• Extrait du document:
ANNIE, le camion dans la peau…

Je m’appelle Annie, je suis née le 12/07/48 à Lavilleneuve (71). J’ai habité de 4 à 12 ans dans une gare, juste à côté de 2 restos routiers « chez Juju », maintenant « chez Gaby » et l’autre qui était plus familial « chez Barrault ». J’allais souvent chez Juju car je jouais avec le neveu des patrons et accessoirement pour regarder la télé. Mon père (qui travaillait en usine ) avait un copain routier chez Translittoral à Outreau (62) qui me laissait m’installer au volant de son camion et ça me faisait rêver de le voir partir au volant de son gros camion, comme un chevalier sur sa fringante monture ; un UNIC IZOARD si je me souviens bien… Mon père allait à l’usine à mobylette, c’était beaucoup moins impressionnant… Raymond, le routier m’avait envoyé quelques cartes dont une de Monaco, ça m’a ouvert des horizons (en 1959/60) la gamine de 11/12 ans que j’étais, est tombée amoureuse du routier et du camion : tout l’ensemble !! il devait avoir 26 ou 27 ans (Raymond pas le camion)… Je me souviens lui avoir dit « quand je serai grande moi aussi je conduirais un camion ; ça l’avait bien fait rire !!!

• Données:
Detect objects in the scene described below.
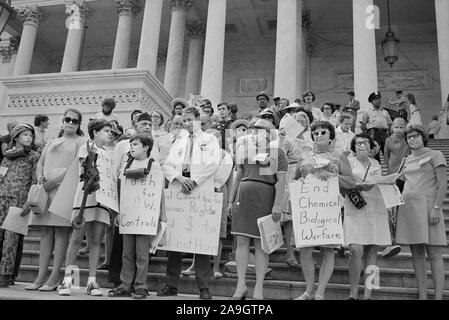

• À faire:
1. Répondez aux questions suivantes d'après le récit d'Annie.
(a) De quel âge à quel âge Annie a-t-elle habité dans une gare ?
(b) Par quel moyen son père se rendait-il à l'usine ?
(c) Quel modèle de camion conduisait le routier, selon ses souvenirs ?
2. Poursuivez le récit d'Annie à partir de sa dernière phrase, s'il vous plaît.

• Réponses dans l'ordre:
1.
(a) De 4 à 12 ans.
(b) À mobylette.
(c) Un UNIC IZOARD.

2.
Un certain nombre d’années plus tard, mon père étant décédé, nous sommes parties (mes 2 frangines, ma mère et moi) vivre en ville : nécessité financière oblige. Je suis allée travailler en usine de confection à 14ans 3/4 !!!
Je suis allée en stop camion à 16 ou 17 ans en vacances chez mes tantes sur la côte d’azur, ma maman qui pensait que j’étais partie en train, était prête à alerter la police car j’avais oublié de lui envoyer une carte disant que j’étais bien arrivée; je crois que ma soeur ainée m’avait dénoncée… Je faisais aussi du stop en camion sur de petits trajets, je trouvais ça sympa !! et surtout je roulais « en camion ».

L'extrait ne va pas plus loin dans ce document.